● Text passage:
Hormone replacement therapy (HRT) skin patches containing low doses of estrogen carry less risk of stroke than oral therapy and may represent a safer alternative to tablets, suggests a study conducted by researchers at the Lady Davis Research Institute of the Jewish General Hospital. Their study was published June 4 in the British Medical Journal (BMJ).
The study was led by Dr. Samy Suissa, head of the Centre for Clinical Epidemiology at the Lady Davis Institute, with colleagues from the Centre and Germany. Suissa and his team found that low-dose patches have 26 percent less risk than oral forms of HRT, they said, though the risk with patches is elevated with higher doses.
HRT is regularly prescribed to women suffering from the effects of menopause. Recent studies have shown an increased risk of stroke associated with taking HRT in oral forms. However, no studies had examined this risk with different doses or routes of administering HRT.
“Oral forms of the estrogen pass through the liver, where they can induce inflammation or clotting effects that can be associated with cardiovascular events,” said Dr. Suissa, also a professor of epidemiology and biostatistics at McGill University. “With the patch, you’re bypassing the liver.”
Dr. Suissa and his colleagues assessed the risk of stroke associated with oral and transdermal (through the skin) HRT in post-menopausal women in the UK. Their findings are based on data from the General Practice Research Database (GPRD), which holds the anonymized medical records of millions of patients registered with family doctors across the UK.
From a population of over 870,000 women aged 50-79 between January 1987 and October 2006, they identified 15,710 cases with a first recorded diagnosis of stroke occurring in the study period. Each case was matched to 59,958 controls.
The risk of stroke was not increased with use of low estrogen dose patches compared with no use, whereas the risk was increased with high-dose patches.
Use of oral HRT increased the rate of stroke by around 25 to 30 percent compared with no use, regardless of the estrogen dose or when combined with progestogen, confirming previous studies.
Suissa urges clinicians to seriously consider these results when deciding which formulation to prescribe for their patients.
“These data are compelling, particularly in regard to the dosing,” he said. “Clinicians should consider this safer alternative, particularly for patients at higher risk of stroke.”

● Recorded information:
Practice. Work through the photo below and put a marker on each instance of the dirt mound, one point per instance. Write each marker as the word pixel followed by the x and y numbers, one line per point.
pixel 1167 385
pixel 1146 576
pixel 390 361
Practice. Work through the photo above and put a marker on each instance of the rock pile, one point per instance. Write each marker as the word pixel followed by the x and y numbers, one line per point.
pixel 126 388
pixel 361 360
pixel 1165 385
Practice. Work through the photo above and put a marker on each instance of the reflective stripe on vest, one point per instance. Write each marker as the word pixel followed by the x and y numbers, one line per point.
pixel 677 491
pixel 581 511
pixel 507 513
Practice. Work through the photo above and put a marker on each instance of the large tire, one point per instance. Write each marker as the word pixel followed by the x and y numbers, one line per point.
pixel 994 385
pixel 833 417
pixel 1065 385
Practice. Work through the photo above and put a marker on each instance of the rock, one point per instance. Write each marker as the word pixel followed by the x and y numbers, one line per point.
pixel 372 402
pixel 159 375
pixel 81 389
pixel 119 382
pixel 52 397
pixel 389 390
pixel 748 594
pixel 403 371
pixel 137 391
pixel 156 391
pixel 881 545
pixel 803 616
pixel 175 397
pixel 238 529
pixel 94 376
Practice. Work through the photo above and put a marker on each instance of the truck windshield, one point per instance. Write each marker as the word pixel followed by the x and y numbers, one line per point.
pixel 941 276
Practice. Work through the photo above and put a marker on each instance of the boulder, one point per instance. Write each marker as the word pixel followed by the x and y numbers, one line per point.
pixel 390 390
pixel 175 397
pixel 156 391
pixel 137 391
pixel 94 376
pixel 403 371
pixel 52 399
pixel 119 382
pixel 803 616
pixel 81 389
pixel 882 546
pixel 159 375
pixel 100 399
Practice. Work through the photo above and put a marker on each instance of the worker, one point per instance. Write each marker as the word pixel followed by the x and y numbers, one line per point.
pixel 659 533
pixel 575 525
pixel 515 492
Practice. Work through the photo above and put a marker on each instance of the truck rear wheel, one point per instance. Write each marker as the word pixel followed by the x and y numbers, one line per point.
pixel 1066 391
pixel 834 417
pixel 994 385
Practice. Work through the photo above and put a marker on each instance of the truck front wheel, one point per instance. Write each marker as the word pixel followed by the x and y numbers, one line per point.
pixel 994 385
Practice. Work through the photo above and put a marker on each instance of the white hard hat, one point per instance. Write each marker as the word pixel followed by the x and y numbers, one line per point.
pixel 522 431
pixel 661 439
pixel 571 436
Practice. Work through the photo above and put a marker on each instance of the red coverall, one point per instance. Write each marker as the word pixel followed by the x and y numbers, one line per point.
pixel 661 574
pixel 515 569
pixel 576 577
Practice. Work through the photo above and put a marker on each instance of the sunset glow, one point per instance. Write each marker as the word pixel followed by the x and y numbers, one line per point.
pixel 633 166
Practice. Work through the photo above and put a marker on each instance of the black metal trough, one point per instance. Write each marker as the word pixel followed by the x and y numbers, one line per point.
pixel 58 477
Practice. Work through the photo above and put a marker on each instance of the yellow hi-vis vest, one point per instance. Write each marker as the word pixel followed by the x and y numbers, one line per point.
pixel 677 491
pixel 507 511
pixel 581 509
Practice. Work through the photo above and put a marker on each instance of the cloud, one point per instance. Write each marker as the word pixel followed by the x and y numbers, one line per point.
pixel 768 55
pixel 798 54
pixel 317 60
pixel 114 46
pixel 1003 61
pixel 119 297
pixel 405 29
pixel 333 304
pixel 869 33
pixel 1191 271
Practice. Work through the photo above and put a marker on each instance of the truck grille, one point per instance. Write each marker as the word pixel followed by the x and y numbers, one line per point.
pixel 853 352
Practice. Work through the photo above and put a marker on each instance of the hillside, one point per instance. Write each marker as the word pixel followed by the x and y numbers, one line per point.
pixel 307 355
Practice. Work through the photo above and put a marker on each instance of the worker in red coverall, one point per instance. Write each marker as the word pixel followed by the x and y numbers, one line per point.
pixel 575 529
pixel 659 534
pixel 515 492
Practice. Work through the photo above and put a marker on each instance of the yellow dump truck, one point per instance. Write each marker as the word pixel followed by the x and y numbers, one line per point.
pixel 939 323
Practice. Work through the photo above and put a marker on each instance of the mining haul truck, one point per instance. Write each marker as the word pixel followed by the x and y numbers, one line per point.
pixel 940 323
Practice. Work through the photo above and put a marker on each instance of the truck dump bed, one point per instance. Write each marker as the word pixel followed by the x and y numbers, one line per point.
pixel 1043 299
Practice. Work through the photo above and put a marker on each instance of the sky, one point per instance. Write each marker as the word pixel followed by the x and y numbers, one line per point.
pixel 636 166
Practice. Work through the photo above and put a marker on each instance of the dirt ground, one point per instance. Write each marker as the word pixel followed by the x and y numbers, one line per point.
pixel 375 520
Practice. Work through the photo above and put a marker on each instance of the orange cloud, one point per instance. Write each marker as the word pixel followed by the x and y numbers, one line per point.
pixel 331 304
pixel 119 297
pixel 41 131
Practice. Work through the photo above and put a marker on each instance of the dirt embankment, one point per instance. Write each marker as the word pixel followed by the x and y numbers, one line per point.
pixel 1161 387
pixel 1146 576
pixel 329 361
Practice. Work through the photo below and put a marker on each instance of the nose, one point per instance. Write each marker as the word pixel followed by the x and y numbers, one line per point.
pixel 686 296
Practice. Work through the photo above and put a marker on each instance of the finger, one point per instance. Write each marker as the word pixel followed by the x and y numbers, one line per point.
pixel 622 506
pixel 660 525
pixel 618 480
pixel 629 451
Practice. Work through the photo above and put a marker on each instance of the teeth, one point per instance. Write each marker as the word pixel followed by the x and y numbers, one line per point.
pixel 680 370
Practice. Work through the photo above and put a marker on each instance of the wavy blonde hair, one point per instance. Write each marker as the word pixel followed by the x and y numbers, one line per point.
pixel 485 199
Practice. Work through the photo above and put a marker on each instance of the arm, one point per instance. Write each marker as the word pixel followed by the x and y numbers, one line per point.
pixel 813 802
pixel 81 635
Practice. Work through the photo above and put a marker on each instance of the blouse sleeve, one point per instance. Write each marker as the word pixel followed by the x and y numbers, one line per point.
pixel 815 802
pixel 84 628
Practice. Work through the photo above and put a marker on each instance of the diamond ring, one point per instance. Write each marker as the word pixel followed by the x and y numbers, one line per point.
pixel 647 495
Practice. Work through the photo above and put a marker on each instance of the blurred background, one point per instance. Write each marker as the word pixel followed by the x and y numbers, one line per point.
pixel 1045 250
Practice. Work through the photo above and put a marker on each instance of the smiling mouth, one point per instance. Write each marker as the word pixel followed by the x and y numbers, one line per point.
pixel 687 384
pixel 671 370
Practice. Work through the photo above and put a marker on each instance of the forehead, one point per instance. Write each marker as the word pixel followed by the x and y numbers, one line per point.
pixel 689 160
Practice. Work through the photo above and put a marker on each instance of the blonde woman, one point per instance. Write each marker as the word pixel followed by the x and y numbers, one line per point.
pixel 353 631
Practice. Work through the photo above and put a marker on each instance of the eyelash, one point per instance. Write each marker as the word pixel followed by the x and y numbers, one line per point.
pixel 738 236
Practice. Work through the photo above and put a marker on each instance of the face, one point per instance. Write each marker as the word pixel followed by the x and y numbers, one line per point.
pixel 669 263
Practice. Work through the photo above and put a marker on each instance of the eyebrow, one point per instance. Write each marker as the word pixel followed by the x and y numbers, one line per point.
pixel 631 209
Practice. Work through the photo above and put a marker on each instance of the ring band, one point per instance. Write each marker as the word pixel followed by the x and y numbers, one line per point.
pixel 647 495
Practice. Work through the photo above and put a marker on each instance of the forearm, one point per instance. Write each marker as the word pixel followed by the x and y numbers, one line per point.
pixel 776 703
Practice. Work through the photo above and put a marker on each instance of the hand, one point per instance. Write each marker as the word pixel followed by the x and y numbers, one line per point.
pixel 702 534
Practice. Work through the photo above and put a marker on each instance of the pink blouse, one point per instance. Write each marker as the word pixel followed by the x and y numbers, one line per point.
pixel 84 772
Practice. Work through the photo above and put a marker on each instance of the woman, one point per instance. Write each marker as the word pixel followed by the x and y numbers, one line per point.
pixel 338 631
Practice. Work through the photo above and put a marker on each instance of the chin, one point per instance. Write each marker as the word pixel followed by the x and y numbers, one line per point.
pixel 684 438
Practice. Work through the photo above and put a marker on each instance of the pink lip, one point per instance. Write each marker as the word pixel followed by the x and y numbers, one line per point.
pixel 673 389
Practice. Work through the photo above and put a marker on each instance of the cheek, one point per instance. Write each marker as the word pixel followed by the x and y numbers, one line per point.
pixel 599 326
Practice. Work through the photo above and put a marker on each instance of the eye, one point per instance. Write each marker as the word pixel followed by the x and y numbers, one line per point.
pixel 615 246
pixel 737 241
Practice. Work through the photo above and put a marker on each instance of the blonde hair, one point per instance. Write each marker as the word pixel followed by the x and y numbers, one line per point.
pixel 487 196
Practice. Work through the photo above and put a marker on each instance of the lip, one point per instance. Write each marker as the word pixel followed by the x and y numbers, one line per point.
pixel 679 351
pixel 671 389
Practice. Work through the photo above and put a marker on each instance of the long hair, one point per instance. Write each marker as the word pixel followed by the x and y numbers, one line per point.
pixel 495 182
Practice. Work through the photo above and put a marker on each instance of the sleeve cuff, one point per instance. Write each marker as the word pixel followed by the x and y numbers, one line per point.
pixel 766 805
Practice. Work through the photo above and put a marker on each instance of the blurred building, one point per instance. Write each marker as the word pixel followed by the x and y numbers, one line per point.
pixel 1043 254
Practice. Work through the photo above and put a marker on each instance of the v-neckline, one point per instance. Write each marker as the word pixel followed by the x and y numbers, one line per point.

● Exercises to complete:
**a.** Answer from the passage on HRT and stroke, please:
(i) In which journal was the study published?
(ii) What was the age range of the women in the study population?
(iii) How many stroke cases did the researchers identify?
**b.** Translate this sentence from the passage on HRT and stroke into Spanish: "HRT is regularly prescribed to women suffering from the effects of menopause."

● Answers in order:
**a.**
(i) The British Medical Journal (BMJ)
(ii) 50 to 79
(iii) 15,710

**b.** La TRH se receta habitualmente a mujeres que sufren los efectos de la menopausia.